- _Given request 1_
Print the 2017 UK politics timeline below word for word, reproducing everything from "- 8 February" down to "voting to trigger Article 50.", with both ends included.

- _Source text_

= 2017 in United Kingdom politics and government =

== Events ==
=== January ===
- 4 January – Sir Tim Barrow is appointed as the UK's new ambassador to the European Union.
- 9 January – Northern Ireland's Deputy First Minister Martin McGuinness resigns.
- 16 January – The power-sharing government of Northern Ireland collapses following the resignation of Martin McGuinness.
- 24 January – The UK Supreme Court rules against the Government's Brexit appeal case by an 8 to 3 decision, stating that Parliament must vote to trigger Article 50.
- 30 January – A petition to stop US President Donald Trump's UK state visit gathers more than 1.8 million signatures.

=== February ===
- 1 February – MPs back the European Union Bill by 498 votes to 114, with 47 Labour rebels voting against.
- 3 February –
  - The government publishes a white paper setting out its Brexit plans.
  - The 2017 Copeland by-election is held. Conservative candidate Trudy Harrison gains the seat from Labour, the first gain for a governing party in a by-election since 1982. Labour win the Stoke-on-Trent Central by-election.
- 8 February – Labour MP Clive Lewis resigns from the Shadow Cabinet in protest over his party's decision to whip its MPs into voting to trigger Article 50.

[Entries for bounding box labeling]
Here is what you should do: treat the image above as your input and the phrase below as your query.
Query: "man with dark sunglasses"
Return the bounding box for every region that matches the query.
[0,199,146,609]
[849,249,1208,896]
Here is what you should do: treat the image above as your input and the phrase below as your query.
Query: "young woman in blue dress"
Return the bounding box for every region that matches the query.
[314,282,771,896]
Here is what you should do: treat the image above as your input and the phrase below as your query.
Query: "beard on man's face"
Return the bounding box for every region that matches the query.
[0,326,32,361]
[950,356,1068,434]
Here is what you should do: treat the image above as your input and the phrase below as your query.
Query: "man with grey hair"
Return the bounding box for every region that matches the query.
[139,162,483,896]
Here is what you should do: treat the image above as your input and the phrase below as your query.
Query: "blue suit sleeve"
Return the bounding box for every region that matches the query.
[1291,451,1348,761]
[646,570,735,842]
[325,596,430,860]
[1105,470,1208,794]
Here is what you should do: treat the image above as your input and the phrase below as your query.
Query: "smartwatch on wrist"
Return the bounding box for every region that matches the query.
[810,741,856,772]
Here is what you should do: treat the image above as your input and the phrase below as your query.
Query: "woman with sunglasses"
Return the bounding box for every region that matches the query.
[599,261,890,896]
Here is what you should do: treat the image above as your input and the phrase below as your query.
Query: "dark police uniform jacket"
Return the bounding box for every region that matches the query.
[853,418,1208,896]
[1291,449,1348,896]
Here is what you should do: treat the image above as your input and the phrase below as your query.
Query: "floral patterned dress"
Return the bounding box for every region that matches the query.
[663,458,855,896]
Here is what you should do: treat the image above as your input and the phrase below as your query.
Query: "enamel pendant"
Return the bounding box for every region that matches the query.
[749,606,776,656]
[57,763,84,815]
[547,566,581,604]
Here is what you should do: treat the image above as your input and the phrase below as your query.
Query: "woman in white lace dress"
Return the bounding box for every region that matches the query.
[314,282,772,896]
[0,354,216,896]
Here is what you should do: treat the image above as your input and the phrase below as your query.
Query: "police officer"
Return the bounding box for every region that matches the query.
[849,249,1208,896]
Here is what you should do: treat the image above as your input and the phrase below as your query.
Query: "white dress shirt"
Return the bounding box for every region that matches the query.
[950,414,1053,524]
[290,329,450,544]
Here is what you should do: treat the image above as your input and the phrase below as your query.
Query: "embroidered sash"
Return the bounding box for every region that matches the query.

- _Given request 2_
Arrange the listing above as a JSON list of strings, one string per line and no blank lines. Cover everything from its first line down to the line containing "[314,282,771,896]", with that line included.

- _Correct output 1_
- 8 February – Labour MP Clive Lewis resigns from the Shadow Cabinet in protest over his party's decision to whip its MPs into voting to trigger Article 50.

- _Correct output 2_
[
  "Here is what you should do: treat the image above as your input and the phrase below as your query.",
  "Query: \"man with dark sunglasses\"",
  "Return the bounding box for every region that matches the query.",
  "[0,199,146,609]",
  "[849,249,1208,896]",
  "Here is what you should do: treat the image above as your input and the phrase below as your query.",
  "Query: \"young woman in blue dress\"",
  "Return the bounding box for every region that matches the query.",
  "[314,282,771,896]"
]